Assigned task: Some lines in the data below hold the string "logo". Report how many, as a bare number.

[Referring expression data]
*** Begin section ***

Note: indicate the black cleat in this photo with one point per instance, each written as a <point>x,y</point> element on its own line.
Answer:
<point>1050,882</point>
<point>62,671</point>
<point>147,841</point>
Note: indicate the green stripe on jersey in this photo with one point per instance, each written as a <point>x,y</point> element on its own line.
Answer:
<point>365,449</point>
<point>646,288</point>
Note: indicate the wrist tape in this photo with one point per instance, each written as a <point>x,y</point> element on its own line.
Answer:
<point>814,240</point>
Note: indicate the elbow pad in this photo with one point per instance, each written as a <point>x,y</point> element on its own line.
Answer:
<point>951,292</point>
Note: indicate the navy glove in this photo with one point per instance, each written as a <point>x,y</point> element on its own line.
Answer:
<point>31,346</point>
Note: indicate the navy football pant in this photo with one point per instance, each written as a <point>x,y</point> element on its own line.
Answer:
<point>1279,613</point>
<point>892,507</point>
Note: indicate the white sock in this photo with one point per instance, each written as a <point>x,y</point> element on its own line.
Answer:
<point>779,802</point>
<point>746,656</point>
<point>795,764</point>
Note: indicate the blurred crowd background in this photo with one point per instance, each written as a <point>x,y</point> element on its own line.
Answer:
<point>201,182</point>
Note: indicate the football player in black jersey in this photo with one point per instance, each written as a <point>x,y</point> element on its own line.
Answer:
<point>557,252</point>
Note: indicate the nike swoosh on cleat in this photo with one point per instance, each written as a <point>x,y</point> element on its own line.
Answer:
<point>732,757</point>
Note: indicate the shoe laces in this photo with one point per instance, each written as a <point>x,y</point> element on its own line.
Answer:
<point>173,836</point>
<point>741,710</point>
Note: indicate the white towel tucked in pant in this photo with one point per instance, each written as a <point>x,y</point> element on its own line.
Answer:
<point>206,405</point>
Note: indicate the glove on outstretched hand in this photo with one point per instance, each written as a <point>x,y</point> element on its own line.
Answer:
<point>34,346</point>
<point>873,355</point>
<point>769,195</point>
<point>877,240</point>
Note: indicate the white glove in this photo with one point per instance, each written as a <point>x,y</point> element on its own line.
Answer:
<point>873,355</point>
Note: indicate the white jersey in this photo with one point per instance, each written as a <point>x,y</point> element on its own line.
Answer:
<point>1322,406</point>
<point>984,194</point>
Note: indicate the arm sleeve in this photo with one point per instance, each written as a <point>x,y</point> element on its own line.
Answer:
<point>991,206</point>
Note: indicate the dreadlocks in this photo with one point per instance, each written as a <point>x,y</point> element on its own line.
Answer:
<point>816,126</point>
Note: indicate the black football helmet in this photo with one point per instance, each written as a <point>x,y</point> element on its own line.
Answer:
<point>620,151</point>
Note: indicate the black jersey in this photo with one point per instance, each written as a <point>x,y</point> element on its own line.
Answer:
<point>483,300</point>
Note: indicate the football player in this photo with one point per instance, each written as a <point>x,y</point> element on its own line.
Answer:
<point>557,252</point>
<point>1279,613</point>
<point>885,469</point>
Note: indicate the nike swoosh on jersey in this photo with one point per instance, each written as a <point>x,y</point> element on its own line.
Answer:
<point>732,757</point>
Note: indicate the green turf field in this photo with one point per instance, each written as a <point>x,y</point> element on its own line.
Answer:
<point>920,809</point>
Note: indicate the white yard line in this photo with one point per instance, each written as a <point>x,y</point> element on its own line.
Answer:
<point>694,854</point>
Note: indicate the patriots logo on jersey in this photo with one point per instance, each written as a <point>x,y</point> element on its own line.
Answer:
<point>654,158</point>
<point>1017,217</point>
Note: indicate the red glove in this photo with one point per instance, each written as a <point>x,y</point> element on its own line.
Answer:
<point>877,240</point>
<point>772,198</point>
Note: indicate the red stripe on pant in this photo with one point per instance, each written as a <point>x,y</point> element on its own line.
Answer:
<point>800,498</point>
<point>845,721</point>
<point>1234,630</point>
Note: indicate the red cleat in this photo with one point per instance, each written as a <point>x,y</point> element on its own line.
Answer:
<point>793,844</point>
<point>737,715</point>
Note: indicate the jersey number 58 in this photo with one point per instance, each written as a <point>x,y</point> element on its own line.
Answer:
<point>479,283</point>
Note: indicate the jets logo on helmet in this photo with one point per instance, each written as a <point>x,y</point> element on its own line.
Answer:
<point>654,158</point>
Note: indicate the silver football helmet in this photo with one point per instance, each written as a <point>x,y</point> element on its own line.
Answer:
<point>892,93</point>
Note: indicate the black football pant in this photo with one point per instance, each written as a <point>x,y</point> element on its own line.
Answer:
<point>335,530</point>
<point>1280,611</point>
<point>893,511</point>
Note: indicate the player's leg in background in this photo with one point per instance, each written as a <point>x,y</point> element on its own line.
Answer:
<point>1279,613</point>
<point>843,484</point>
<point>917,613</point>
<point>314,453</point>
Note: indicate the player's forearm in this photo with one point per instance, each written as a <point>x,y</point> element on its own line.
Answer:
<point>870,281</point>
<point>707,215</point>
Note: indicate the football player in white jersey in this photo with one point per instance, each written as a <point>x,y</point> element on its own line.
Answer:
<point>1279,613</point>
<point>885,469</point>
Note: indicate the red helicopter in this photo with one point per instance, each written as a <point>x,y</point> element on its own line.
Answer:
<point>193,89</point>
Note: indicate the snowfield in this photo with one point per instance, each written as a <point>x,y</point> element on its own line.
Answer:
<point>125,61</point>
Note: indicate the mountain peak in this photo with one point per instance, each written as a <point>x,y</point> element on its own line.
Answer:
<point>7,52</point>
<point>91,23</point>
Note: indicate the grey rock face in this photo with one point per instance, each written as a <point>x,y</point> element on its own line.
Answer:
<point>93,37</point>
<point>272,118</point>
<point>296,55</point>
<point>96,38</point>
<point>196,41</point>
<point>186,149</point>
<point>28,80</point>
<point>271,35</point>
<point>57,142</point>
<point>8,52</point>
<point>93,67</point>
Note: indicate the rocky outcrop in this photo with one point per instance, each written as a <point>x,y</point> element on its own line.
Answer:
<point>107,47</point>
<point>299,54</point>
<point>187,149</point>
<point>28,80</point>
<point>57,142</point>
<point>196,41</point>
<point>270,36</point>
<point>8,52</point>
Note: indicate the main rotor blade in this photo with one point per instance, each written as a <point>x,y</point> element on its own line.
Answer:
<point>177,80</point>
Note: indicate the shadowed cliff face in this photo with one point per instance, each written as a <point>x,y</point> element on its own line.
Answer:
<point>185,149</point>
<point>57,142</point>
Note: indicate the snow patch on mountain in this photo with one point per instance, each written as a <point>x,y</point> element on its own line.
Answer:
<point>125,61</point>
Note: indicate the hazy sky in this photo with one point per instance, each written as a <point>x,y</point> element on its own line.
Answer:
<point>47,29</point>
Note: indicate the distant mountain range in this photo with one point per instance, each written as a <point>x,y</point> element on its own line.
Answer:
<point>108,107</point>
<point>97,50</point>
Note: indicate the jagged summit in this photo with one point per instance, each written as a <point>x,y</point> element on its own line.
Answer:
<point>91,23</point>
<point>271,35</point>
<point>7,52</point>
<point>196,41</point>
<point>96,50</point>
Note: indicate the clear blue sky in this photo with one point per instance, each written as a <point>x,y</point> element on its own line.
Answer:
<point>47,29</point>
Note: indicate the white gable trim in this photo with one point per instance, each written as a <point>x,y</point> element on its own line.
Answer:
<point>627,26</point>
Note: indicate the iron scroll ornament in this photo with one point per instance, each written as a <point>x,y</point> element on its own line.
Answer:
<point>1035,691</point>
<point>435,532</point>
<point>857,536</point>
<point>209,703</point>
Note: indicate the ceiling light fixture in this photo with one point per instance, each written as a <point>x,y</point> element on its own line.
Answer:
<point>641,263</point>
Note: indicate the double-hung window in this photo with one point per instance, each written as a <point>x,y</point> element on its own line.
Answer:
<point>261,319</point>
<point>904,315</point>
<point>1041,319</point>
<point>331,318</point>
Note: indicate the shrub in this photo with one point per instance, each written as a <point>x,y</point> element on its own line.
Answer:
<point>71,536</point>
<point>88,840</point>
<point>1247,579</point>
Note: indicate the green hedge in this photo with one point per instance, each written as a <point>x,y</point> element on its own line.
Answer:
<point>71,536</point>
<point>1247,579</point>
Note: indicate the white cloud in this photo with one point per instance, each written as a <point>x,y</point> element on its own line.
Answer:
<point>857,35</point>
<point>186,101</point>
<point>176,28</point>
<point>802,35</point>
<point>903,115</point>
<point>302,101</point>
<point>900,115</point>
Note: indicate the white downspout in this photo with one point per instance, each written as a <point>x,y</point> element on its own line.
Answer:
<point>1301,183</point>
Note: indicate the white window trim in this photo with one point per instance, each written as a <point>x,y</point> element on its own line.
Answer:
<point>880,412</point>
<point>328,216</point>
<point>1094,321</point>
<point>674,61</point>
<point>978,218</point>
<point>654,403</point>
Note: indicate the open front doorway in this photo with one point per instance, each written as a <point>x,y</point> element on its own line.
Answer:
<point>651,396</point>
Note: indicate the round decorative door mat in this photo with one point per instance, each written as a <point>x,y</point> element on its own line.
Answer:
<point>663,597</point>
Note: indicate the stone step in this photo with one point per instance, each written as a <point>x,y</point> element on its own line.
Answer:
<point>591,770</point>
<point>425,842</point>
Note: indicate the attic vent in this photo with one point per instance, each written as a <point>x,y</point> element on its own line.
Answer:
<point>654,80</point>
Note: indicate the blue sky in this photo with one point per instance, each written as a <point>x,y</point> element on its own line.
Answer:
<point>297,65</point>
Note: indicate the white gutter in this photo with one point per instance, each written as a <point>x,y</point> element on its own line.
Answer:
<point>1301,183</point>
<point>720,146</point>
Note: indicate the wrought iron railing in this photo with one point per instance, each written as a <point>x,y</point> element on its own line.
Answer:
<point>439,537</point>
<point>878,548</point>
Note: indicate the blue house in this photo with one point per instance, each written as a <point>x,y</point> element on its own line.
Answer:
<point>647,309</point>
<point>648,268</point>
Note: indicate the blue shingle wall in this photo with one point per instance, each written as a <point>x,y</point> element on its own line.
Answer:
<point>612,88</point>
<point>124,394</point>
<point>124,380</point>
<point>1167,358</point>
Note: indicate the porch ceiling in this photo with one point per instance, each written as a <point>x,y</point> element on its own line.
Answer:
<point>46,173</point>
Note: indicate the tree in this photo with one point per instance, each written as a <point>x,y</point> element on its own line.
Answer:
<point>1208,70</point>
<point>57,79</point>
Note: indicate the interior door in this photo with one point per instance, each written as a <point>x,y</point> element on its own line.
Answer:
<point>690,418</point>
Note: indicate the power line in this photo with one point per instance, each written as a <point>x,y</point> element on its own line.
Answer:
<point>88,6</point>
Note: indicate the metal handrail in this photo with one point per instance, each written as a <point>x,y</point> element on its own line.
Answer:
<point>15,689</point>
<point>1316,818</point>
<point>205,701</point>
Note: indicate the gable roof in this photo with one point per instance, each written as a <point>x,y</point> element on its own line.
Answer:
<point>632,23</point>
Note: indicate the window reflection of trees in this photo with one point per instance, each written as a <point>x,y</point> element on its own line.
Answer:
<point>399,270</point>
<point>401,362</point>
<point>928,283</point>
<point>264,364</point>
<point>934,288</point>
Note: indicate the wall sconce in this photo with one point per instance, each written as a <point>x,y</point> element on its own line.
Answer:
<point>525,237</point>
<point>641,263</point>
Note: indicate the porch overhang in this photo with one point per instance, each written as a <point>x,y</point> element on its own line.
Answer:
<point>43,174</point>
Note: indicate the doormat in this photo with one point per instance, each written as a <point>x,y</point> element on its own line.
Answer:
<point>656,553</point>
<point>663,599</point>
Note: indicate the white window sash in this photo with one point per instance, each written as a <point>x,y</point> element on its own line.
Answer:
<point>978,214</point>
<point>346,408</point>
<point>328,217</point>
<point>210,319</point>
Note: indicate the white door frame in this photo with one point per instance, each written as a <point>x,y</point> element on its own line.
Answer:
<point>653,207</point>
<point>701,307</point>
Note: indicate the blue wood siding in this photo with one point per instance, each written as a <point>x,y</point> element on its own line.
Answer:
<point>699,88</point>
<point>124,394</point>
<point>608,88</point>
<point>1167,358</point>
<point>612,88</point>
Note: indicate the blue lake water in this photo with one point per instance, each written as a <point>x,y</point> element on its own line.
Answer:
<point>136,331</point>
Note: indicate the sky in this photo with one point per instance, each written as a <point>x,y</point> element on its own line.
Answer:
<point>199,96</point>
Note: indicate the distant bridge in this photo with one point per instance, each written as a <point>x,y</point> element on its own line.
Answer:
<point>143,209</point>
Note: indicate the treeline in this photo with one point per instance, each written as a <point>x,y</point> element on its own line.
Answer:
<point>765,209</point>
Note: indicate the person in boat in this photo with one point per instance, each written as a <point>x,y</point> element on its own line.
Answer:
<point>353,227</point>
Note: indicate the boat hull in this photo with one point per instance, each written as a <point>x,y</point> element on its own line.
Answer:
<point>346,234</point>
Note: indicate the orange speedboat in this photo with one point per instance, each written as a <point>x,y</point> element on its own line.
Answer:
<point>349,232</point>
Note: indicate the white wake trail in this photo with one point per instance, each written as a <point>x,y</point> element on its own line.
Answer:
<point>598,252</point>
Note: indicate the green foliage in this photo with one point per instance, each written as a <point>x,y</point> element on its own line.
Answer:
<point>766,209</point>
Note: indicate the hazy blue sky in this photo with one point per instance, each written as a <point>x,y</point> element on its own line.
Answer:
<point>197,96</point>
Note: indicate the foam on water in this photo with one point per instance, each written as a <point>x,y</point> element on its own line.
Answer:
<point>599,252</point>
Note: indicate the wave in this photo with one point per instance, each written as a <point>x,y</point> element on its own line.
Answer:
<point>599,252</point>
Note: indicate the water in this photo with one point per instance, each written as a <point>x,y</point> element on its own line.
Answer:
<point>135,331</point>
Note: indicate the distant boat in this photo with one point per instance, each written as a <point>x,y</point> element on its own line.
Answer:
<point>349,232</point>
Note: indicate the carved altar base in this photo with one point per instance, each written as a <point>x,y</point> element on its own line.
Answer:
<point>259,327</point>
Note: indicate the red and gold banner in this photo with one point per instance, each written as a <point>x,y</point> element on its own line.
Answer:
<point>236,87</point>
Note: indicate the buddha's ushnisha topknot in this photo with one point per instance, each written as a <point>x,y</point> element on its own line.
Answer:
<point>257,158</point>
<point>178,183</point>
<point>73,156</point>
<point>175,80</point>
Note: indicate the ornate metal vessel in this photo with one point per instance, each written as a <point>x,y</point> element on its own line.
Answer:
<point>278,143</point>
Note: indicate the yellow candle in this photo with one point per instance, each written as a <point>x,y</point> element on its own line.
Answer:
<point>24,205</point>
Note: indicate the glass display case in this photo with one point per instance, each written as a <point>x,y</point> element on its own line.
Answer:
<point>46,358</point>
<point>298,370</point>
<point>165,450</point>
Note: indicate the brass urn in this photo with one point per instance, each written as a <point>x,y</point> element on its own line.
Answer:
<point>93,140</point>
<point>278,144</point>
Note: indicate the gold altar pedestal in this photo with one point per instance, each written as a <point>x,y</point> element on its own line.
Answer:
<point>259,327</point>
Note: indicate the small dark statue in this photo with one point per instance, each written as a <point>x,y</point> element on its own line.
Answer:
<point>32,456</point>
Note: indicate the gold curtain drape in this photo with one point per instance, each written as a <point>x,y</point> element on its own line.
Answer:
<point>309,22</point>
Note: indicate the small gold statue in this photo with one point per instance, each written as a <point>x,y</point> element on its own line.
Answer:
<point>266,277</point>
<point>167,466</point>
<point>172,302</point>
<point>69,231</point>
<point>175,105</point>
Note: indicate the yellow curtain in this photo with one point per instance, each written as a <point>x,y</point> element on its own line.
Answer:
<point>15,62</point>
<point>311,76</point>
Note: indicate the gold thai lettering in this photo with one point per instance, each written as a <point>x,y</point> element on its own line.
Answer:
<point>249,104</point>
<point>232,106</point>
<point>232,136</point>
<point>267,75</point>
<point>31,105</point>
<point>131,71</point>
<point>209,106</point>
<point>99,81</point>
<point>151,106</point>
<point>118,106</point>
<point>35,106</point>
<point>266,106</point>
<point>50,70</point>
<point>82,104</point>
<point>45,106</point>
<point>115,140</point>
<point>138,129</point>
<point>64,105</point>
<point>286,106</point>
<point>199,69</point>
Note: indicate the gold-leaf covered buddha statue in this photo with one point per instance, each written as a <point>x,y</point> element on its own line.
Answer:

*** End section ***

Task answer: 2